(Raw records)
>>

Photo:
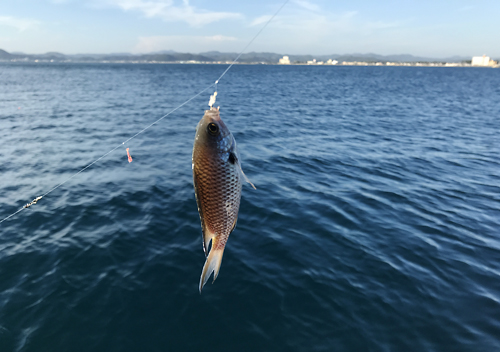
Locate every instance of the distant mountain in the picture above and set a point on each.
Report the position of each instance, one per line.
(216, 56)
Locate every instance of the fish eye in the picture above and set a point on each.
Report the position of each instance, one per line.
(213, 129)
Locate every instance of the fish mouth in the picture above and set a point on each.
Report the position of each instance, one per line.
(212, 115)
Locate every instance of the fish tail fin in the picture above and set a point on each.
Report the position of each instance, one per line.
(212, 264)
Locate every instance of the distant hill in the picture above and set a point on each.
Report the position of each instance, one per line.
(216, 56)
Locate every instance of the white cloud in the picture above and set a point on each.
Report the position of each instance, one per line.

<<

_Problem to work on_: Copy out every line of the entries above word for word, leaving out the pictures.

_Full answer_:
Photo:
Locate every instance of the distant mountain in the picture above and set a point on each.
Report the position of each instance, one per line.
(216, 56)
Locate every instance of the fish eye in the picture above and set a point on each.
Report the position of each instance, one per line.
(213, 129)
Locate every instance of the fish mouth in the picture above and set a point on each.
Report the position of each instance, one per line.
(212, 115)
Locate every instance of the fish tail fin in the picture above and set a point on each.
Report the position of each instance, one per line.
(212, 264)
Locate every instance of the distant hill in the picture above and set a point on each.
Report the position of each instance, one per line.
(216, 56)
Locate every instance of the white cloud in the picture above and set a point on each.
Report the position of each instance, one per line.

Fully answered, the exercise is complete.